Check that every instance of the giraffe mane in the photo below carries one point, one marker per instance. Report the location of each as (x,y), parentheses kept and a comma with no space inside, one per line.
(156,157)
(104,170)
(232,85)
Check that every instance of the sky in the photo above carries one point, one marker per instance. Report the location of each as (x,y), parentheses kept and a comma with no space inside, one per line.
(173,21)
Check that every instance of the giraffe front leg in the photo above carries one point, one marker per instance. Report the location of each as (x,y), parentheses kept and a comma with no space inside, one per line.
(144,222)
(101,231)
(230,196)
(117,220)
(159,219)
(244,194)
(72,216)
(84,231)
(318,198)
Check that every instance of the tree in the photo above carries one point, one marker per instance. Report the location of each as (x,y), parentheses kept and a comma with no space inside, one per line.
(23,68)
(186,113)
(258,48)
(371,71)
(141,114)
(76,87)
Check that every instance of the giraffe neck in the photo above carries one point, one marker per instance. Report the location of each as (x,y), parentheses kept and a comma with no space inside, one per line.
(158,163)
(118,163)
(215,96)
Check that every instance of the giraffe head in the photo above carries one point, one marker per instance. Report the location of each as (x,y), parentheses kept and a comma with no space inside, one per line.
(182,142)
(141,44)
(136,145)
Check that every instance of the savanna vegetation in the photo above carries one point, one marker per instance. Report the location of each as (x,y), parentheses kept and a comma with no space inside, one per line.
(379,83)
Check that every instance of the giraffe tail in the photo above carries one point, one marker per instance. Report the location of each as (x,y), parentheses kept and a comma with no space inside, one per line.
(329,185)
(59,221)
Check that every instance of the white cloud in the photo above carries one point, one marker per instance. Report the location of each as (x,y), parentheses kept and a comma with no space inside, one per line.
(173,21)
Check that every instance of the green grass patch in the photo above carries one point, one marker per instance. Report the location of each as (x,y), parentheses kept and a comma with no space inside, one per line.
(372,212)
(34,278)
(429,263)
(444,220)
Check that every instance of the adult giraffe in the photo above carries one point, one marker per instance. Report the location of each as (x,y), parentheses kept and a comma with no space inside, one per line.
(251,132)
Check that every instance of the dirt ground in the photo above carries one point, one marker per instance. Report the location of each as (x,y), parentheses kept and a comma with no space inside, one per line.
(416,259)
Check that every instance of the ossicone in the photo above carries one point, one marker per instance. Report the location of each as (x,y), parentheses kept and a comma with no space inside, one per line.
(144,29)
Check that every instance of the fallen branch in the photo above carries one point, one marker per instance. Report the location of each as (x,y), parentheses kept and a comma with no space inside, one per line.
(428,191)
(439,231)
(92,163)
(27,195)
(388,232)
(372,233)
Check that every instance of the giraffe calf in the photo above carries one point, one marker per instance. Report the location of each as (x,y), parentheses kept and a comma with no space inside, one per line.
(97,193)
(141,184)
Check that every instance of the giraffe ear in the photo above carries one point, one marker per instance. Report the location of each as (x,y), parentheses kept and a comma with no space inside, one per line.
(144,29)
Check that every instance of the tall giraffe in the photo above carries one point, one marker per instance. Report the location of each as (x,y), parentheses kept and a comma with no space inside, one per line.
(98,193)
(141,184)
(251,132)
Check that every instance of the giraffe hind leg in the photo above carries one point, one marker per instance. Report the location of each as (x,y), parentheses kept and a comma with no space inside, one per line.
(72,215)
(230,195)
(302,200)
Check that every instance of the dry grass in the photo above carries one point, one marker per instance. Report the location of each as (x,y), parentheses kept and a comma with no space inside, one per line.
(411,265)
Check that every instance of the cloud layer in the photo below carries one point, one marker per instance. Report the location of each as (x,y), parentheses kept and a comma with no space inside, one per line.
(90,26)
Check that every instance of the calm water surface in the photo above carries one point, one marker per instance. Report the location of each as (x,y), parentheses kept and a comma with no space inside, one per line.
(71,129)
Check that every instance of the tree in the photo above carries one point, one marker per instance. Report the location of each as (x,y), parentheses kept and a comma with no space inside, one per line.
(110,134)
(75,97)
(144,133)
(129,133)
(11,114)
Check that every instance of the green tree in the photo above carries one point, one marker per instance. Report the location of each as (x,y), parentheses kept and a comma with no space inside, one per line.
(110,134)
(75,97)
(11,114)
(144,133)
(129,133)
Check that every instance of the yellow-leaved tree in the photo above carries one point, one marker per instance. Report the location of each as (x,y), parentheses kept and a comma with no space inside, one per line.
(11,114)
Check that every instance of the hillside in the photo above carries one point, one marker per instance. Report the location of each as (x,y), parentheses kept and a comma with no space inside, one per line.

────────────────

REQUIRED WORK – From the listing above, extract every line exactly as it stands.

SOLUTION TO THIS PROBLEM –
Check that every instance of the giraffe mane in the photo below carries one point, one marker per instance. Report the location of each as (x,y), parentheses kept and a comma with no space inside, one per line.
(156,157)
(104,170)
(232,85)
Check that every instance of the sky in the photo above carries one point, one marker per instance. Report the location of each as (x,y), parentheses kept and a comma with no space inside, one per line.
(173,21)
Check that every instance of the giraffe front leg in the photo above carries one point, one marker per instance. Report the location of each as (x,y), parentheses kept and a comma with no space inside, one per line.
(144,222)
(101,231)
(230,196)
(117,220)
(159,219)
(244,194)
(72,216)
(84,231)
(318,198)
Check that every instance of the tree in the photo above carries one point, one marker per instance. Report the location of each as (x,y), parentheses kept and a comma with no space inside, one per line.
(23,68)
(186,113)
(258,48)
(371,71)
(141,114)
(76,87)
Check that every instance of the giraffe neck in the photo above carries one point, one marker per instance. Report the location of each as (x,y), parentheses kept and a comma with no space inside, one per line.
(158,163)
(118,163)
(215,96)
Check that every instance of the giraffe head in the photo above carries one point, one marker per instance. Report the location of each as (x,y), parentheses kept and a comma with no space inside, one per line.
(182,142)
(141,44)
(136,145)
Check that every instance of the savanna vegetation in the photo above carries one point, one marker per instance. Report the location of each as (x,y), parentheses kept and a comma with no space inside, one per line.
(379,83)
Check that every instance of the giraffe tail in the photo above carries one point, one marker per instance. Report the location of each as (x,y), parentheses kept and a comma with no space inside, one per line.
(329,185)
(59,221)
Check that every instance of the white cloud in the photo above carries one point, one marker per instance. Report the location of each as (x,y), parentheses kept and a comma with no space inside, one per line.
(173,21)
Check that every instance of the green grass patch in the photo above carries one point, one marker per instance. Report the location of each as (x,y), parentheses kept and a comma with no space inside, one per line.
(372,212)
(34,278)
(429,263)
(444,220)
Check that every instance of the adult giraffe in the photo above carries one point, one marker per instance. Report the location of each as (x,y), parentheses kept and a comma with no space inside, one per line.
(251,132)
Check that every instance of the dirt ground in the photo above carries one point, one marker per instance. Report the location of each as (x,y), parentheses kept and a comma with no space inside, one per line.
(416,259)
Check that every instance of the ossicone in the photo above carries one point, one marker per instance. Report the location of each as (x,y), parentheses kept and a comma with no space inside, one per line.
(144,29)
Check that every instance of the fallen branch in the photo above carries one point, one marker per instance. Report the location of each as (x,y), parentheses kept and a comma with no space inside, one per line.
(428,191)
(439,231)
(92,163)
(27,195)
(388,232)
(372,233)
Check that every instance of the giraffe calf in the photo above carries one point, one marker per instance. Report the location of each as (x,y), parentheses kept and a comma with no space inside, one per line.
(97,193)
(141,184)
Check that every instance of the giraffe ear in the photo above carries one point, one marker per instance. Report the location of each as (x,y), parentheses kept and a comma with no space inside, one per line.
(144,29)
Check that every instance of the tall giraffe in the photo above carries one point, one marker per instance. Report the location of each as (x,y), parentheses kept and a comma with no space inside, one per line.
(98,193)
(141,184)
(251,132)
Check that every instance of the giraffe hind leg in the photo above carries one point, one marker per instance. Report the location of each as (x,y), parentheses kept and a comma with no space inside, one per line.
(72,215)
(230,195)
(302,200)
Check that every instance of the dry grass in the photo above carries one point, one marker per instance. Report the location of each as (x,y), parentheses kept and a comma with no space inside, one per line.
(411,265)
Check that every instance of the cloud layer in the photo below carries one point, one marker per instance. Report the location of each as (x,y), parentheses kept and a comma with no space inside, one per line.
(90,26)
Check that every instance of the calm water surface in the photo above carries one point, one marker per instance. Report the location of each as (x,y), parentheses kept and a comma with no space inside, one per line.
(71,129)
Check that every instance of the tree in the photo above carries one point, one marker per instance. Report the location of each as (x,y), parentheses kept and a comma with no space inside, one per line.
(110,134)
(75,97)
(144,133)
(129,133)
(11,114)
Check that every instance of the green tree in the photo above carries one point, one marker per instance. Report the location of each as (x,y), parentheses kept and a comma with no space inside, one per line.
(110,134)
(75,97)
(11,114)
(144,133)
(129,133)
Check that every instance of the yellow-leaved tree in the photo above carries one point, one marker per instance. Report the location of each as (x,y), parentheses kept and a comma with no space inside, one per line.
(11,114)
Check that every instance of the hillside in the photo above carries one point, one marker per instance. Report the location of each as (x,y), parentheses kept and a comma with no space inside, one per line.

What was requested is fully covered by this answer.